##### SOURCE DOCUMENT

#  Other Applications & Softwares  > Access Tables & Databases >  >  Excel with Access datasource

## corix

Hi All,

This question is also posted in the excel forum. I just thought that perhaps this particular problem might be solved in Access using query. Anyways, here it is...

I am tasked with creating a report using Excel with data coming from Access database. I am able to connect Excel to the Access database and view the data as-is. However, the data needs to be presented in such a way quite different from how the Access table is structured.

Here's simplified version of how the access table looks like:
NO___PRJNAME____YEAR__AMORT
001__Project A__2008__100,000
001__Project A__2009__200,000
001__Project A__2010__100,000
002__Project B__2007__400,000
002__Project B__2008__800,000
002__Project B__2009__800,000
002__Project B__2010__800,000
002__Project B__2011__400,000

Here's what the excel document should look like:
NO____PRJNAME_____2007______2008______2009______2010______2011___
001___Project A_____________100,000___200,000___200,000__________
002___Project B___400,000___800,000___800,000___800,000___400,000

The data in excel is refreshed automatically everytime it is opened to reflect any changes made to the data in the Access database. Is this possible at all? By the way I'm using Office 2007. Any help would be greatly appreciated.

- corix

----------


## ConneXionLost

Hi corix,

Welcome to the forum!

You can build an Access "CrossTab query" to manipulate the data into the layout you need, then connect your Excel spreadsheet to the Crosstab query as the data source instead of the table.

Cheers,

----------


## corix

Hi ConneXionLost,

Thanks for the quick reply. I'm not familiar with cross-tab query but I will look into it. I'll post again soon if I get stuck somewhere.
Again, thanks for the help.

- corix

----------


## corix

Hi, I'm back. So I created a crosstab query, saved the file and closed Access. Now when I try to look for the crosstab query in Excel (Data/Get External Data/From Access), all I see are tables and views inside my database. I don't see the crosstab query. What am I missing here?
 :Frown:

----------


## ConneXionLost

Small hiccup; Excel only sees tables and "Select" queries as data sources.  Not a problem, just create a select query that shows all the fields in your Xtab query, then use the select query as the data source.

----------


## corix

Thanks for bearing with me ConneXionLost. Ok, so I created a select query with all the data I need for the crosstab.. then I used it as the datasource. So far so good.. What's the next step?
 :Confused:

----------


## ConneXionLost

Hi corix,

Sorry.  In answering your post, my response was directed at improving the presentation of the data, thus the crosstab query suggestion.  Unfortunately, I'm not familiar with the VBA required to open an Access database from an Excel workbook and "automatically refresh" your data.  

Perhaps you should start a new thread in the Excel Programming forum with the title "Refreshing Excel spreadsheet from an Access Database using VBA", or something similar.

As before, link to this thread so others will know the history of your question.

Cheers,

----------


## corix

Oh... That's just too bad.. I was hoping my situation would not warrant any coding specially in VBA. But if that's the only way to accomplish what I'm trying to do then I guess I have no choice. Still I'm hoping you or somebody here will still come up with a different solution later on.. Preferably a simpler one  :Roll Eyes (Sarcastic): 
Thanks again

----------


## teylyn

OP restarted thread in Excel forum. Thread closed.

----------

##########

◆ **WRITTEN TASK 1**: Name each person who posts in the forum thread above, listing each one only once.

##### DATA SHOWN

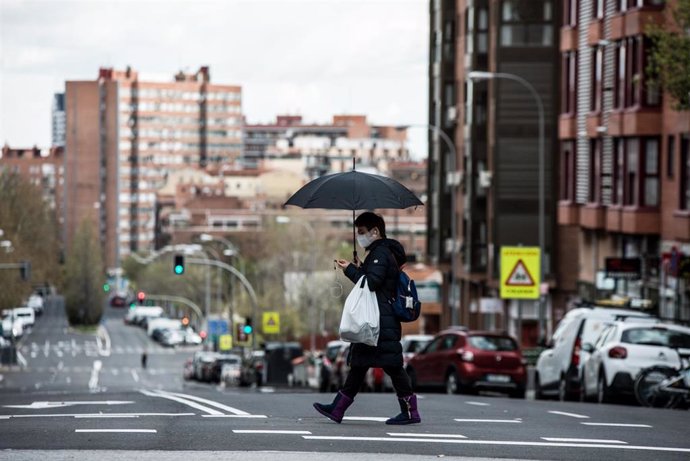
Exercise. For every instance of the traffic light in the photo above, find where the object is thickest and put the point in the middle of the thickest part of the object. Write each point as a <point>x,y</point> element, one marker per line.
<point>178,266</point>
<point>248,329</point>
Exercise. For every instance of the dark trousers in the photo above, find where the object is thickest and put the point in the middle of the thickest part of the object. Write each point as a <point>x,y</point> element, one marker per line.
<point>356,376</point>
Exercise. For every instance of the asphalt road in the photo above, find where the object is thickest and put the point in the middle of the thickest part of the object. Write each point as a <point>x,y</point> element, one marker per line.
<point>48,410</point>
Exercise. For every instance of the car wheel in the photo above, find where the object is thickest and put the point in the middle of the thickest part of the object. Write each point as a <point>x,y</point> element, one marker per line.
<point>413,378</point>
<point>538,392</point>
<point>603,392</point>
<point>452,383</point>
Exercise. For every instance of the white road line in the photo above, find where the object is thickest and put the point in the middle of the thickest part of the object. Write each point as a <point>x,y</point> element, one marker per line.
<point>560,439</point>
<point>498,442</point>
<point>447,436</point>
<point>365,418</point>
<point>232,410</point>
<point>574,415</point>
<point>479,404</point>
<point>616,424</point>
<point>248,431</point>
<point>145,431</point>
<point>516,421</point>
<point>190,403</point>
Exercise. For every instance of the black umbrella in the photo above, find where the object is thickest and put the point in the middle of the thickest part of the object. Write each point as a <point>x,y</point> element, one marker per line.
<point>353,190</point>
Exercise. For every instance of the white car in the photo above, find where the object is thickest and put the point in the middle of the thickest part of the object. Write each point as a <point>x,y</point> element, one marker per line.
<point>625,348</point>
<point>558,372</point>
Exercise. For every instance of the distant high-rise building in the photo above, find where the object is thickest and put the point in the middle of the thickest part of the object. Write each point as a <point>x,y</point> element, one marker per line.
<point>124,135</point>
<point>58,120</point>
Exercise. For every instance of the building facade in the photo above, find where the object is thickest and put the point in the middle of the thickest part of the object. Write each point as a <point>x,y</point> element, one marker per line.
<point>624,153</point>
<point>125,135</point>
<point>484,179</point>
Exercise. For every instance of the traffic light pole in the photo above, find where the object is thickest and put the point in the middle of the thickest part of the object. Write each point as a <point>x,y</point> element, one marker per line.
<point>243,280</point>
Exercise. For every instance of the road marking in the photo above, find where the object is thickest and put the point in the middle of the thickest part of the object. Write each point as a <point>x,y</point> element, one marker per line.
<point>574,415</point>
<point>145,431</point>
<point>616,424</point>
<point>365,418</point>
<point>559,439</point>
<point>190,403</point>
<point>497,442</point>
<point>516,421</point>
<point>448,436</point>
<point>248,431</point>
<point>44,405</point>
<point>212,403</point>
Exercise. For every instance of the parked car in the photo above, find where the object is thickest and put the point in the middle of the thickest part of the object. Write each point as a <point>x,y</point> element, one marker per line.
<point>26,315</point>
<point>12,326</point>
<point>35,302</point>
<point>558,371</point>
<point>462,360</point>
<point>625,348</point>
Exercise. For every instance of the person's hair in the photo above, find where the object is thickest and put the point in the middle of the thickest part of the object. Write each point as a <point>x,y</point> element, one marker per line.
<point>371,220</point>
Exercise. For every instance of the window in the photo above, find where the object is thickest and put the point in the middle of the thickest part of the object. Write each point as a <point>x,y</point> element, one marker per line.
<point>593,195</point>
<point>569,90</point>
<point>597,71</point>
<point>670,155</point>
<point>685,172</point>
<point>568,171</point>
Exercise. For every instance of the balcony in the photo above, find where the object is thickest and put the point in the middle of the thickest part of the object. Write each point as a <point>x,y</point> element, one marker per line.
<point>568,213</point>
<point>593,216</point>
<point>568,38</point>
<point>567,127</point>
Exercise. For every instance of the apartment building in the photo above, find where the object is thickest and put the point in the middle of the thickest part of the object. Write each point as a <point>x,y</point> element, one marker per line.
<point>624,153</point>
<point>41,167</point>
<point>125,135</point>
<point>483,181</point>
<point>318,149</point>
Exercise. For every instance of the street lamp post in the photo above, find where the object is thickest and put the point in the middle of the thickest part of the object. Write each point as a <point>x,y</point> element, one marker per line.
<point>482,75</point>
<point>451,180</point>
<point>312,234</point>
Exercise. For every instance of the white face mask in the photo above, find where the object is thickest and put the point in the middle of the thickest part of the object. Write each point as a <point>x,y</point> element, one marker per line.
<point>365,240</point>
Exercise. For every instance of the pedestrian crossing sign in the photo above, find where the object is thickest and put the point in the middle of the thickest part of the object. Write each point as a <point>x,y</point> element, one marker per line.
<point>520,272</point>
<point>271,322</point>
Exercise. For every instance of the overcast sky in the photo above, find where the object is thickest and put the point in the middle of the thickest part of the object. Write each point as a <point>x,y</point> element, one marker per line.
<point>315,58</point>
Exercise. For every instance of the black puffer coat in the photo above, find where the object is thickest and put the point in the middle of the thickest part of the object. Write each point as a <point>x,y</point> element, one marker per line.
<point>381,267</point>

##########

◆ **WRITTEN TASK 2**: Collect every line of the rows that contains the word "traffic". Case counts.

◆ **WORKED SOLUTION 1**:
corix
ConneXionLost
teylyn

◆ **WORKED SOLUTION 2**:
Exercise. For every instance of the traffic light in the photo above, find where the object is thickest and put the point in the middle of the thickest part of the object. Write each point as a <point>x,y</point> element, one marker per line.
Exercise. For every instance of the traffic light pole in the photo above, find where the object is thickest and put the point in the middle of the thickest part of the object. Write each point as a <point>x,y</point> element, one marker per line.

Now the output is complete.